Texte à lire —
Les meilleurs joueurs se font débaucher à prix d'or. L'analogie est loin d'être
exagérée. Au contraire, les transferts qui défraient la chronique sportive sont
en fait sans commune mesure avec la valse des golden boys d'une banque à l'autre.
Le phénomène commence à se répandre en France, où la BNP a récemment recruté
une équipe de quatorze teneurs de marché du Crédit lyonnais. Mais la City de
Londres reste le meilleur terrain pour ce genre d'exercice. Depuis un an, par
exemple, Salomon Brothers y a recruté un des directeurs de sa concurrente Merrill
Lynch qui a elle même débauché deux vedettes de la Deutsche Morgan Grenfell
tandis que cette dernière raflait sans scrupule une équipe complète de 44 spécialistes
de l'Amérique Latine à la banque ING-Barings.
Des
salaires astronomiques
A ce stade, le président de la banque a publiquement protesté contre cette agression
auprès de son homologue germanique. Il faut dire que ces pillages d'équipes
finissent par coûter cher aux banques (voir le tableau Combien
gagne un golden boy?). Selon les dernières rumeurs qui circulent dans la
City, le responsable du trading en obligations européennes de Merrill Lynch
aurait encaissé un bonus de 3 millions de livres sterling pour l'année 1996
(plus de 27 millions de francs). Au total, les bonus versés entre juin 1995
et juin 1996 par les deux cent cinquante principales banques de la City ont
atteint 315 millions de livres. Les employeurs sont obligés de dérouler le tapis
rouge pour recruter les vedettes des concurrents, mais aussi pour garder les
leurs. La NatWest aurait ainsi distribué à l'automne dernier une prime d'un
à deux millions de livres à quatre vingt de ses meilleurs traders pour qu'ils
n'aillent pas voir ailleurs.

Données présentées —
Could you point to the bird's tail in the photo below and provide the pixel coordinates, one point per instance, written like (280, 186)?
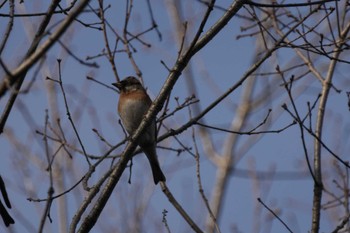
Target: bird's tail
(158, 175)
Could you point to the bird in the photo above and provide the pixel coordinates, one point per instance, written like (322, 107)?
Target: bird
(6, 217)
(133, 104)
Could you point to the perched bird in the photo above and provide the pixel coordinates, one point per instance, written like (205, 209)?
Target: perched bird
(133, 105)
(3, 212)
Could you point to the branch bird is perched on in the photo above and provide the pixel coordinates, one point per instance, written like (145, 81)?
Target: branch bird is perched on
(133, 105)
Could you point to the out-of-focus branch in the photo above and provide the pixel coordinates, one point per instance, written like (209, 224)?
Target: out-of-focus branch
(33, 55)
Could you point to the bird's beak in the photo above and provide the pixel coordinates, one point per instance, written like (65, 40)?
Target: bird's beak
(117, 85)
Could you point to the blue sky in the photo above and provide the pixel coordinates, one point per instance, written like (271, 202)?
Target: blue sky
(215, 68)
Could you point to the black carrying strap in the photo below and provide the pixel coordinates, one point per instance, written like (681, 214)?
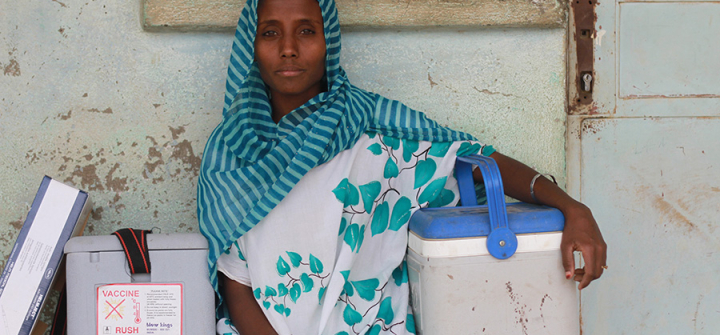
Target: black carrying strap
(134, 243)
(59, 326)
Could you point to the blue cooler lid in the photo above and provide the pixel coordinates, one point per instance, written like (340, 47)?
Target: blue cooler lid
(500, 223)
(474, 221)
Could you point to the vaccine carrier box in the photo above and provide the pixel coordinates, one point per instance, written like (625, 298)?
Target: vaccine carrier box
(494, 269)
(105, 298)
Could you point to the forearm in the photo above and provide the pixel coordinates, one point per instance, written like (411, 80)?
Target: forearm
(245, 312)
(517, 178)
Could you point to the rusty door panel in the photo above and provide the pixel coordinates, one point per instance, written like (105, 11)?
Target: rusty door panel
(654, 186)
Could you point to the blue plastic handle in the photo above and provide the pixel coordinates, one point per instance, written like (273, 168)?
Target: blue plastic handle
(501, 242)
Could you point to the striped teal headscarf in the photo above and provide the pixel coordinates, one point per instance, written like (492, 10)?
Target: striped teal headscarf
(249, 166)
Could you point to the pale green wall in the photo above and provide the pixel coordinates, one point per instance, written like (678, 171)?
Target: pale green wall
(89, 98)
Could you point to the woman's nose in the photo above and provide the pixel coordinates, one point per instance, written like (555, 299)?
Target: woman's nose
(288, 46)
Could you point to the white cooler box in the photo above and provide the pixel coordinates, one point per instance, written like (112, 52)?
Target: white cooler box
(175, 298)
(492, 269)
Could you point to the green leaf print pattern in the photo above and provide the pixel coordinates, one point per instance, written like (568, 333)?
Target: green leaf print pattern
(385, 214)
(369, 192)
(401, 213)
(303, 278)
(380, 218)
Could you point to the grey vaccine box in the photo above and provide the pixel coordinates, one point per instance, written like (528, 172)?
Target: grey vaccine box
(104, 298)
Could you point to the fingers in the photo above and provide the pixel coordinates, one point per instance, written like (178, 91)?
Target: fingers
(568, 260)
(595, 258)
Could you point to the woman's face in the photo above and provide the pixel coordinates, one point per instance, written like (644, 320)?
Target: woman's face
(290, 48)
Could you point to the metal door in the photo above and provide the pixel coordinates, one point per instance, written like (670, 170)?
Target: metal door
(644, 154)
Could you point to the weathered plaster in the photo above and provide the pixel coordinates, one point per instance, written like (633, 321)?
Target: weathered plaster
(222, 15)
(89, 98)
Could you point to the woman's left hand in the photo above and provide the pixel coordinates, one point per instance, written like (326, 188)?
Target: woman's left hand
(582, 234)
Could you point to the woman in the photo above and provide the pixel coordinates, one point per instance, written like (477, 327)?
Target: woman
(308, 184)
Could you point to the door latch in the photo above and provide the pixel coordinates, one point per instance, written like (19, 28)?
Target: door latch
(586, 82)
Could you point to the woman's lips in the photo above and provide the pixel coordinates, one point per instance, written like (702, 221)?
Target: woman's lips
(290, 71)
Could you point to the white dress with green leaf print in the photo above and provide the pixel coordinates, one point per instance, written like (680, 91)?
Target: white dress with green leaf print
(329, 259)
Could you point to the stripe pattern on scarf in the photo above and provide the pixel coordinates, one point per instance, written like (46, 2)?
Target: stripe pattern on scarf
(249, 166)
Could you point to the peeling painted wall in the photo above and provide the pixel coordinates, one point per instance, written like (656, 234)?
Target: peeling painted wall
(87, 97)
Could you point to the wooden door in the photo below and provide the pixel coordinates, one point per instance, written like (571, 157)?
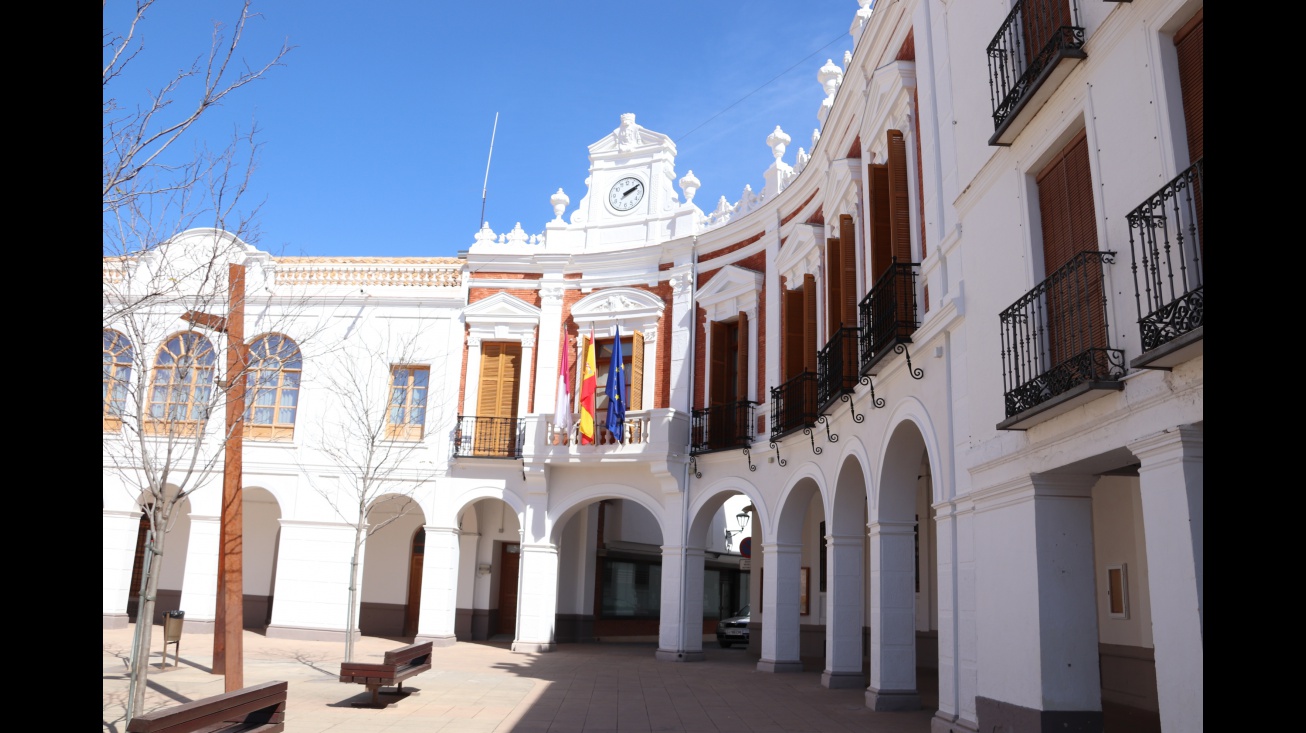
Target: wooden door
(133, 591)
(413, 609)
(509, 561)
(496, 400)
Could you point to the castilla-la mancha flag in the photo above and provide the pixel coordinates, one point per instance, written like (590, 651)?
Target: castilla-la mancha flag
(562, 405)
(588, 387)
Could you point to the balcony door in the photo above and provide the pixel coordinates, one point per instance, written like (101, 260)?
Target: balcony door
(1076, 318)
(496, 399)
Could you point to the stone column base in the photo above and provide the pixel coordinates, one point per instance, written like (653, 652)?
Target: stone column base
(843, 680)
(942, 723)
(671, 655)
(436, 640)
(892, 700)
(306, 634)
(772, 665)
(533, 647)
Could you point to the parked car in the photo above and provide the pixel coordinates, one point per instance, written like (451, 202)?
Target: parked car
(733, 630)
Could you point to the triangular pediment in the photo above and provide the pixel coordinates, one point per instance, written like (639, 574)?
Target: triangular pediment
(502, 307)
(730, 281)
(631, 140)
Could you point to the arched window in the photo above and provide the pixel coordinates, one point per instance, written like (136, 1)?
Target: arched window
(182, 387)
(272, 395)
(118, 373)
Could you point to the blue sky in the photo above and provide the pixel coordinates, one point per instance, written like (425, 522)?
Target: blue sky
(376, 130)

À faire — Restituez à l'identique le passage du texte sur les golden boys de la City qui débute aux mots « Les meilleurs joueurs » et s'achève après « banque à l'autre. ».

Solution du problème —
Les meilleurs joueurs se font débaucher à prix d'or. L'analogie est loin d'être
exagérée. Au contraire, les transferts qui défraient la chronique sportive sont
en fait sans commune mesure avec la valse des golden boys d'une banque à l'autre.